___ SOURCE PASSAGE
Particle transport C: Monte Carlo methods versus moment equations

This is the concluding of three articles introducing the basic concepts of the Monte Carlo method for radiation transport calculations. The demonstration calculations discussed in the previous articles give a basis for comparing the relative benefits and drawbacks of the Monte Carlo and transport equation approaches. We have seen that both strategies are based on averages over random distributions of particles whose statistical properties are known. Both methods give the same result in the limit of a large number of model particles. The main difference is that the averaging process is performed at the beginning of the transport equation calculation but at the end of the Monte Carlo solution.

 

  • In the transport equation approach to the two-dimensional random walk, the idea is to seek average quantities n or J and to find relationships between them (like Fick’s first and second laws). These relationships are accurate when there are large numbers of particles. To illustrate the meaning of large, note that the number of electrons in one cubic micrometer of aluminum equals 3 × 10^15. When averages are taken over such large numbers, the transport equations are effectively deterministic.
______
___ MATERIAL SHOWN
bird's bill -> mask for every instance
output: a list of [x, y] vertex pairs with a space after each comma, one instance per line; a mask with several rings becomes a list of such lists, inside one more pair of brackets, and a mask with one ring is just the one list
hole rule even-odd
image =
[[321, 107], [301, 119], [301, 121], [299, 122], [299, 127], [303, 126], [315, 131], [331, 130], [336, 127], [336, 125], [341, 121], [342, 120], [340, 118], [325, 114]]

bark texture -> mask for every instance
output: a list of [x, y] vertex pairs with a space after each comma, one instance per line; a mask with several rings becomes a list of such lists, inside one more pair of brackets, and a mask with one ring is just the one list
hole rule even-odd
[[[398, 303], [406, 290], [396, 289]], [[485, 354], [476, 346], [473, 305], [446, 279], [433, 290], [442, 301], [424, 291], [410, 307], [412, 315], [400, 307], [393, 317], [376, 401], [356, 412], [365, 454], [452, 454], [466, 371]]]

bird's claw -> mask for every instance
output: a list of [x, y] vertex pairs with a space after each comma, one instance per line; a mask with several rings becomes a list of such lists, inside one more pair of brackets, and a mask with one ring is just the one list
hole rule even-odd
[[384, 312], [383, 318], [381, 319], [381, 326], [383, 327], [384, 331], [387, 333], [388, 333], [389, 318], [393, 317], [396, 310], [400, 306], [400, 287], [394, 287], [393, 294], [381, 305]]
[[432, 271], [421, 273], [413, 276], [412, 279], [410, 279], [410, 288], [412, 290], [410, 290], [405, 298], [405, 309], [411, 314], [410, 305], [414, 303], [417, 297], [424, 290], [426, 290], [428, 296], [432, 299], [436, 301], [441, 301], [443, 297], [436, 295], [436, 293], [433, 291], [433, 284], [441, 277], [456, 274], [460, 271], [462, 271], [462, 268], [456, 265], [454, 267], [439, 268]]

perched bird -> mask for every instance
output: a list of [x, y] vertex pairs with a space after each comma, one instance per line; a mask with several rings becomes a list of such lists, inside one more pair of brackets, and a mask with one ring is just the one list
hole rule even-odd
______
PROMPT — Quote the particle transport passage above in full, word for word.

TASK ANSWER —
Particle transport C: Monte Carlo methods versus moment equations

This is the concluding of three articles introducing the basic concepts of the Monte Carlo method for radiation transport calculations. The demonstration calculations discussed in the previous articles give a basis for comparing the relative benefits and drawbacks of the Monte Carlo and transport equation approaches. We have seen that both strategies are based on averages over random distributions of particles whose statistical properties are known. Both methods give the same result in the limit of a large number of model particles. The main difference is that the averaging process is performed at the beginning of the transport equation calculation but at the end of the Monte Carlo solution.

 

  • In the transport equation approach to the two-dimensional random walk, the idea is to seek average quantities n or J and to find relationships between them (like Fick’s first and second laws). These relationships are accurate when there are large numbers of particles. To illustrate the meaning of large, note that the number of electrons in one cubic micrometer of aluminum equals 3 × 10^15. When averages are taken over such large numbers, the transport equations are effectively deterministic.